大谷 舞 「今回は架空じゃないんだ!?」って(笑)。これは私個人の話なのですが、『ゆるキャン△』がキミのねというユニットに巡り合わせてくれたんです。というのも、キミのねの結成前に私は1人のバイオリン奏者として『映画 ゆるキャン△』の劇伴に参加していて、そのご縁で久下(真音)さんに出会い、キミのねに参加することになったんです。そこからまたこうして『ゆるキャン△』に、今度は主題歌アーティストとして関わらせていただけて、何重にも驚きました。

――どんなアプローチで臨もうと思いましたか?

つむぎ 長く愛されてる作品ですから、そこにプレッシャーも感じながら、キミのねができる100%の『ゆるキャン△』サウンドを探そうと話し合った記憶があります。

大谷 『ゆるキャン△』という作品のオープニングは、やっぱり亜咲花さんが作ってきた世界観があるので、そこをどうやって自分たちで守っていけるかをまず考えました。周りに聞き込みをして『ゆるキャン△』像を探ると、想像以上にファン層が幅広くて。アニメファンはもちろん、キャンパーもいれば、通勤中にキャンプ気分を味わいたくて劇伴を聴く人もいましたし、ペットにキャラクターの名前を付けた人もいました。そんなふうにこの作品が色々な形で愛されていること知ると、「もっと愛されるような作品にしなければ」と私たちが考えていたことは傲慢だったなと。「こうしてあげる」ではなく、すでにある『ゆるキャン△』の世界観にどこまで寄り添えるか。それを音で表すことが大事なんだと思いました。

久下真音 僕自身、これまで作家仕事として携わってきた作品ともまったく異なりましたのでとても新鮮でしたし、楽しかったです。『ゆるキャン△』の主題歌は、起承転結に重きを置いていないのが特徴なんです。もちろん良い意味で。作品を拝見しても、作品で次の話を観たくなる動機が「癒されたいから」というのも珍しいですから、アニメに対する曲の寄り添い方がほかの作品とは異なりますね。

――「レイドバックジャーニー」はどんな作り方をしていきましたか?
_ _ _ _
▸ やること
このインタビューで、大谷舞さんはキミのねの結成前、どんな立場で『映画 ゆるキャン△』の劇伴に参加していましたか?

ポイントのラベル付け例
_ _ _ _
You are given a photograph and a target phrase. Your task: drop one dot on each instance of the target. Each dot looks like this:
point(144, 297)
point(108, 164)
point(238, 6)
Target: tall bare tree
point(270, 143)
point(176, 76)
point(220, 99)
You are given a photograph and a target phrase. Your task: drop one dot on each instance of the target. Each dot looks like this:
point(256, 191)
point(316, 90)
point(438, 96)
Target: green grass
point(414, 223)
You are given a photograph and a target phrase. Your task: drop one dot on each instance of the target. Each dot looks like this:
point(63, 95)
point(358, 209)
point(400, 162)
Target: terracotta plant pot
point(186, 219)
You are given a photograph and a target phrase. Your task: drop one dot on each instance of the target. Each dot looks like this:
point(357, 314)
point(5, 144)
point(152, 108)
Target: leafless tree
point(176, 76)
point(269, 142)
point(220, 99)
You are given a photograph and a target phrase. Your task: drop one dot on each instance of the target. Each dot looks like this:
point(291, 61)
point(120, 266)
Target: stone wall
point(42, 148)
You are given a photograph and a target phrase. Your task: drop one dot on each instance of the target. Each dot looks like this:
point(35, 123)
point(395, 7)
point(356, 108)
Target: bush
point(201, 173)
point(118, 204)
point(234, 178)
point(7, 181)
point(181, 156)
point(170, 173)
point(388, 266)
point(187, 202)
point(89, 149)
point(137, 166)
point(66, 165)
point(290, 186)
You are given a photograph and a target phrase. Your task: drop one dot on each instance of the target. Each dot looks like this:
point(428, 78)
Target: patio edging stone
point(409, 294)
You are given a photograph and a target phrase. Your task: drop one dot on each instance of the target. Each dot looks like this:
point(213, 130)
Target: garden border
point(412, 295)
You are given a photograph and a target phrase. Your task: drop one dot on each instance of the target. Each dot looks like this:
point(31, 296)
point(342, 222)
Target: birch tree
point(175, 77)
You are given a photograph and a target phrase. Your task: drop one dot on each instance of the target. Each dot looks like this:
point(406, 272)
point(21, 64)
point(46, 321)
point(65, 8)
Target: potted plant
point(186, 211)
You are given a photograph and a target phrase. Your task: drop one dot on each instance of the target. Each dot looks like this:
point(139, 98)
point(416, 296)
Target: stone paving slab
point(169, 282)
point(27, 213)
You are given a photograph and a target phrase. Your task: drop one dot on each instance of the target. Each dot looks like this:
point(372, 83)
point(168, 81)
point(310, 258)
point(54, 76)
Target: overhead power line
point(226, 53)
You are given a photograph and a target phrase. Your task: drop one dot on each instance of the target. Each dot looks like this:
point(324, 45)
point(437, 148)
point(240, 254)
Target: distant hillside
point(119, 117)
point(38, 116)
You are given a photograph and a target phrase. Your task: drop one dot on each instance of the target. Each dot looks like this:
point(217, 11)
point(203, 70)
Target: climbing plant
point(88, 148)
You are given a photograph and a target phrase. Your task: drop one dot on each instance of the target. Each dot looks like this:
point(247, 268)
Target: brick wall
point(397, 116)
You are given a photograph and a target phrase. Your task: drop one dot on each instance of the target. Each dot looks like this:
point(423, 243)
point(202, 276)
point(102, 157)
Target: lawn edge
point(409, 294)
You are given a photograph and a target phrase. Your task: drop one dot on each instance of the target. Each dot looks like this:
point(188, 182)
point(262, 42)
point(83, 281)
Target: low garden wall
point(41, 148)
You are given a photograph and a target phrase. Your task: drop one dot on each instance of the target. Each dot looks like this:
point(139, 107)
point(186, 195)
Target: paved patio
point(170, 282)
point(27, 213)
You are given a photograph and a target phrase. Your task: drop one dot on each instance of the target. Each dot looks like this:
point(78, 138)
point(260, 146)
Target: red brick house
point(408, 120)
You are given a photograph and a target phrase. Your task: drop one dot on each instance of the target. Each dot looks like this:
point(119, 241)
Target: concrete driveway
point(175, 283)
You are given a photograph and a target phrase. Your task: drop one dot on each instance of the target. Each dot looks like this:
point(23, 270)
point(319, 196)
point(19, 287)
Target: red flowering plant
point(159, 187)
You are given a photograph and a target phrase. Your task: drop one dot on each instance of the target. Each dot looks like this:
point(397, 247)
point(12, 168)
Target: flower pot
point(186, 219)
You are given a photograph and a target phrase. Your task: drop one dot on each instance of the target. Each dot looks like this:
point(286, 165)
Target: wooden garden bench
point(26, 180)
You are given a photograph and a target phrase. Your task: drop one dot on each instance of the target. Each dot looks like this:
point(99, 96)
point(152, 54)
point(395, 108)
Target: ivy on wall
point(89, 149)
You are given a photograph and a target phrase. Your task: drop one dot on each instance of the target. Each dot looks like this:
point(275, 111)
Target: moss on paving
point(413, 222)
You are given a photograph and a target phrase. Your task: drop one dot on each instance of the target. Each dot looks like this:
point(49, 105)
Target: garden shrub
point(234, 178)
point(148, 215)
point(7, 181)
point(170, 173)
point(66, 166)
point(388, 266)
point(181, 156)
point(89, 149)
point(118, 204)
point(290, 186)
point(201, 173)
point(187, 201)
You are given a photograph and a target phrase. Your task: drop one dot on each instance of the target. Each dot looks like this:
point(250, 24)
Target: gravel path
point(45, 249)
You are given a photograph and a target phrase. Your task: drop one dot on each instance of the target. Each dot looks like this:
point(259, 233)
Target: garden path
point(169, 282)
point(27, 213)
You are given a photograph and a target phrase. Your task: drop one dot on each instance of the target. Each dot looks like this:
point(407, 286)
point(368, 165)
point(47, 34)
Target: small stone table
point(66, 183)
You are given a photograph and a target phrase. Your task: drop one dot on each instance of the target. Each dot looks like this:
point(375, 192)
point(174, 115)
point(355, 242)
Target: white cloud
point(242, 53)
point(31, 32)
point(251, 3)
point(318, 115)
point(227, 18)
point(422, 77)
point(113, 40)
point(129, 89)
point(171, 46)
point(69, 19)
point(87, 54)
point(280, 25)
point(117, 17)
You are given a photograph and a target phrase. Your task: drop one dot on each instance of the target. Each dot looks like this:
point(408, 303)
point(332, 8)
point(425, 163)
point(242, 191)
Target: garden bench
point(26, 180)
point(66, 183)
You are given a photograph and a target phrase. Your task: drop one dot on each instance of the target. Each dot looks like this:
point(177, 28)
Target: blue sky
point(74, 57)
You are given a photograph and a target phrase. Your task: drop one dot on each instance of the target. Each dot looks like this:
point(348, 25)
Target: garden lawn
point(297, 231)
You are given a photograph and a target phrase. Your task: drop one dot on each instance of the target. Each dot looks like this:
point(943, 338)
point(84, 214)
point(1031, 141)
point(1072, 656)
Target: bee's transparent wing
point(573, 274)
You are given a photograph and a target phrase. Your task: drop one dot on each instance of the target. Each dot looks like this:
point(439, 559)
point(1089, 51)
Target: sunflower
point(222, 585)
_ _ _ _
▸ 答え
1人のバイオリン奏者として参加していました。